Rewrite the lines of the records below as a JSON list of strings, with one string per line and blank lines omitted. Cover all of the records, and leave the pictures out of your answer.

-- The input --
══════
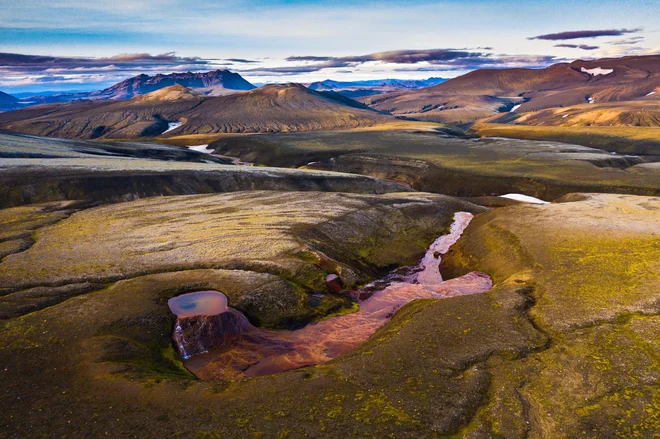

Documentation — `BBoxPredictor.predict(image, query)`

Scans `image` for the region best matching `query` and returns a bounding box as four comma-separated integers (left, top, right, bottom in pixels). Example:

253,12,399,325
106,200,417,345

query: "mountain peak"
133,84,201,102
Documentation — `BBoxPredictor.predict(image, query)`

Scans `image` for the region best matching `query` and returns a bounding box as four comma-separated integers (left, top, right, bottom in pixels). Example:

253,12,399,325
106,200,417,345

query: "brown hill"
0,91,19,111
18,70,255,104
484,99,660,127
0,84,390,139
360,55,660,123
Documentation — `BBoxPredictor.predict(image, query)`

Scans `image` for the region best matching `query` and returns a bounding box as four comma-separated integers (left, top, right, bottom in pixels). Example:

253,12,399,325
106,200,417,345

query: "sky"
0,0,660,93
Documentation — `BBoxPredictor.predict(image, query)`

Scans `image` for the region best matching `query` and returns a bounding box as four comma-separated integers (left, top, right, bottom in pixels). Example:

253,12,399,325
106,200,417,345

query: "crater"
169,212,492,380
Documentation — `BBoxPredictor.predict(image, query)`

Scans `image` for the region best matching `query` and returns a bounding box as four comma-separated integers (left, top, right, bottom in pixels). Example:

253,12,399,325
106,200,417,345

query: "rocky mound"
130,84,200,102
0,84,391,139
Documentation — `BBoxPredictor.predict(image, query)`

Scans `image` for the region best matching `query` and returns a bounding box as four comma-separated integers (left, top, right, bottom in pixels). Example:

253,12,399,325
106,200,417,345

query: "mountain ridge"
══════
-- Task solution --
[
  "Documentation — `BBoxPredictor.predict(image, query)`",
  "Scans `image` for the region best matching `query` and returns a bounding box as four comma-separated integers (left, top, right, bottom in pixels). Example:",
  "253,12,399,325",
  "106,200,417,345",
  "query: \"mountain peak\"",
  "133,84,201,102",
  "Documentation — `BBoxPredictor.predict(image, query)`",
  "Scans `image` for the region best matching `query` and returns a bounding box as four comma-separated integers (left, top, right, bottom in pixels). Example:",
  "253,12,399,325",
  "106,200,417,345",
  "query: \"brown hill\"",
  "0,91,19,111",
  "18,70,255,104",
  "484,99,660,127",
  "0,84,390,139",
  "360,55,660,123",
  "Documentation — `BBoxPredictor.predict(image, query)`",
  "Scans `image` for the region best matching `query` and returns a bounding box as four comma-separated integers (left, top, right, bottom in pixels). Example:",
  "253,12,399,325",
  "106,200,417,345",
  "query: \"sky\"",
  "0,0,660,93",
  "Documentation — `BBoxPredictor.predict(image, query)`",
  "Scans `image` for the region best matching `query` and returns a bounding box as four comma-separated integers (left, top, right, bottom in pixels). Example:",
  "253,12,399,325",
  "106,200,417,345",
  "query: \"crater\"",
  "169,212,492,380",
  "Documentation — `BBoxPredictor.predict(image, query)`",
  "Scans `image` for the region best matching `query` and returns a bounding box as four comma-separated integers (left, top, right, bottom in pixels). Example:",
  "253,12,399,325",
  "106,200,417,345",
  "query: \"rocky mound\"",
  "130,84,200,102",
  "0,84,391,139",
  "Documentation — `BBoxPredictor.predict(image, query)`",
  "Scans `image` for the region best matching `query` and returns a bounding box as four comma-separated integers (left, top, right, bottom in pixels). Example:",
  "253,12,399,325",
  "106,200,417,345",
  "query: \"mountain ridge\""
]